_ФРАГМЕНТ СТРАНИЦЫ_
================================

Основаниями к задержанию подозреваемого согласно ст. 32 Основ, ст. 122 УПК РСФСР являются фактические данные о том, что: лицо застигнуто при совершении преступления или непосредственно после его совершения; очевидцы, в том числе и потерпевшие, прямо указывают на данное лицо как на совершившее преступление; на подозреваемом или на его одежде, при нем или в его жилище обнаружены явные следы преступления. При наличии иных данных, дающих основания подозревать лицо в совершении преступления, оно может быть задержано лишь в том случае, если это лицо покушалось на побег или когда оно не имеет постоянного места жительства, или когда не установлена личность подозреваемого. Перечень этих оснований является исчерпывающим и расширительному толкованию не подлежит.

Порядок производства кратковременного задержания, правовой режим содержания задержанных, наряду с уголовно-процессуальным законодательством, регламентируются, как отмечалось, еще и специальными актами[208]. Институт кратковременного задержания лица, подозреваемого в совершении преступления, имеет довольно широкое распространение. По нашим данным, подобного рода задержание производится почти по 62 % уголовных дел. При этом до 24 % к общему числу задержаний производится по делам о хулиганстве; до 20 – о злостном нарушении правил административного надзора и бродяжничестве; до 22 – о кражах, грабежах и разбоях (со значительным преобладанием здесь в качестве предмета хищения личного имущества); около 23 % задержаний произведено по делам о преступлениях против жизни, здоровья и достоинства личности (ст. 103, 108, 109, 117, 122 УК РСФСР); остальные задержания осуществлялись по иным категориям уголовных дел.

================================

_ЗАДАНИЕ A_
Замените во фрагменте "очевидцы" на "свидетели" и приведите получившийся текст от "Основаниями к задержанию" до "толкованию не подлежит.".
_ЗАДАНИЕ B_
Согласно фрагменту, по какой доле уголовных дел производится кратковременное задержание подозреваемого?
Приведенный далее перечень взят из другого источника.

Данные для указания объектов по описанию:
================================

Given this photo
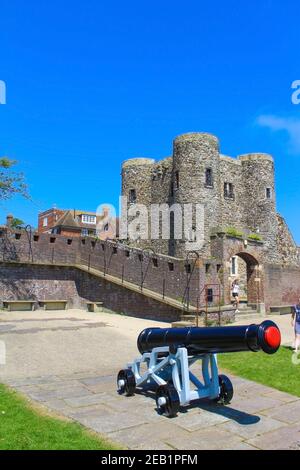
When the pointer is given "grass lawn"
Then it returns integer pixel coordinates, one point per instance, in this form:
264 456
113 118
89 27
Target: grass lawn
275 370
25 427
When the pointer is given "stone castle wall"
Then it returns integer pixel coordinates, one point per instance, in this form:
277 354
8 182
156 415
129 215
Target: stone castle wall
25 273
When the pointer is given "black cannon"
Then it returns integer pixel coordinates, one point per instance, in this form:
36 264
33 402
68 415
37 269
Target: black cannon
169 353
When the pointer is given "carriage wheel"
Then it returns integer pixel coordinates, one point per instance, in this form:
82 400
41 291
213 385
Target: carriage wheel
126 382
167 400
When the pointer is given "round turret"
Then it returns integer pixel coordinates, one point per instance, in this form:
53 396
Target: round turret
196 176
259 196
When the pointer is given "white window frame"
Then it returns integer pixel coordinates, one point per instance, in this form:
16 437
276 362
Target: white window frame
88 219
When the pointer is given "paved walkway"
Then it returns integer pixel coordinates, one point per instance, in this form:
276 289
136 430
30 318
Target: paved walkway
69 365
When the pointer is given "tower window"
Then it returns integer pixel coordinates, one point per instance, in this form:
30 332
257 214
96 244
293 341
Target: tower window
209 178
132 196
234 266
228 191
176 179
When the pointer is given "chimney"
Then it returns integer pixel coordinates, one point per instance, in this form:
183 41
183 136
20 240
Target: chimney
9 220
105 211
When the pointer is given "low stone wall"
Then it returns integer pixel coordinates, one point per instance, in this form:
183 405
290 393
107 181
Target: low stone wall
34 282
282 285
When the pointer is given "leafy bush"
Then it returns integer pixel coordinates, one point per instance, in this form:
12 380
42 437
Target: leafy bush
233 232
255 236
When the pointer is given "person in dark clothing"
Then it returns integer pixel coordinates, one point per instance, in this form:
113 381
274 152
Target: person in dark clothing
296 324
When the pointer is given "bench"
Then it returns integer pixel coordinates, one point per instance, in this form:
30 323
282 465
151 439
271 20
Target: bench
94 306
281 309
19 305
53 304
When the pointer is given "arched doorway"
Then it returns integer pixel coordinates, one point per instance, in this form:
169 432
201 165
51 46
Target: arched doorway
246 269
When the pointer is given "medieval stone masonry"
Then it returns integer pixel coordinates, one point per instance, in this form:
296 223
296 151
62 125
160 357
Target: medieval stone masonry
238 195
162 278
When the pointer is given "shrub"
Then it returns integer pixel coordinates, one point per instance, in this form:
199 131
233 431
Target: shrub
255 236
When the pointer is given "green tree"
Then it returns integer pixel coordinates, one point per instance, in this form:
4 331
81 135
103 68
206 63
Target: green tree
11 182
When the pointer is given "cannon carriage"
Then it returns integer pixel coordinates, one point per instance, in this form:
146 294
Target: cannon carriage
169 353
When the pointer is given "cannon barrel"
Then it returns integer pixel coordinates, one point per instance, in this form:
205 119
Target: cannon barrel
265 336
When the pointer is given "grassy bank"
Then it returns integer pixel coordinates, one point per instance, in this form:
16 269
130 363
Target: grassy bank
24 427
275 370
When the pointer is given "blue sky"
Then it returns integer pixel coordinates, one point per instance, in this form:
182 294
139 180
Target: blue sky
92 83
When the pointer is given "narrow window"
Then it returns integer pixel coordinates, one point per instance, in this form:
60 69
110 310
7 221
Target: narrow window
233 266
210 295
188 268
171 189
176 179
228 191
207 268
209 178
171 266
132 196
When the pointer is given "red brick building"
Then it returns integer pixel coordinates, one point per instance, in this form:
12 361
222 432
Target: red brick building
77 223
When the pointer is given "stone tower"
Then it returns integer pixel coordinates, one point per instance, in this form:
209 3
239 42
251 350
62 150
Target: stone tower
258 202
196 180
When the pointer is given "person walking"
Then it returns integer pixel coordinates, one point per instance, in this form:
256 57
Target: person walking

================================

_ОТВЕТ A_
Основаниями к задержанию подозреваемого согласно ст. 32 Основ, ст. 122 УПК РСФСР являются фактические данные о том, что: лицо застигнуто при совершении преступления или непосредственно после его совершения; свидетели, в том числе и потерпевшие, прямо указывают на данное лицо как на совершившее преступление; на подозреваемом или на его одежде, при нем или в его жилище обнаружены явные следы преступления. При наличии иных данных, дающих основания подозревать лицо в совершении преступления, оно может быть задержано лишь в том случае, если это лицо покушалось на побег или когда оно не имеет постоянного места жительства, или когда не установлена личность подозреваемого. Перечень этих оснований является исчерпывающим и расширительному толкованию не подлежит.

_ОТВЕТ B_
Почти по 62 % уголовных дел.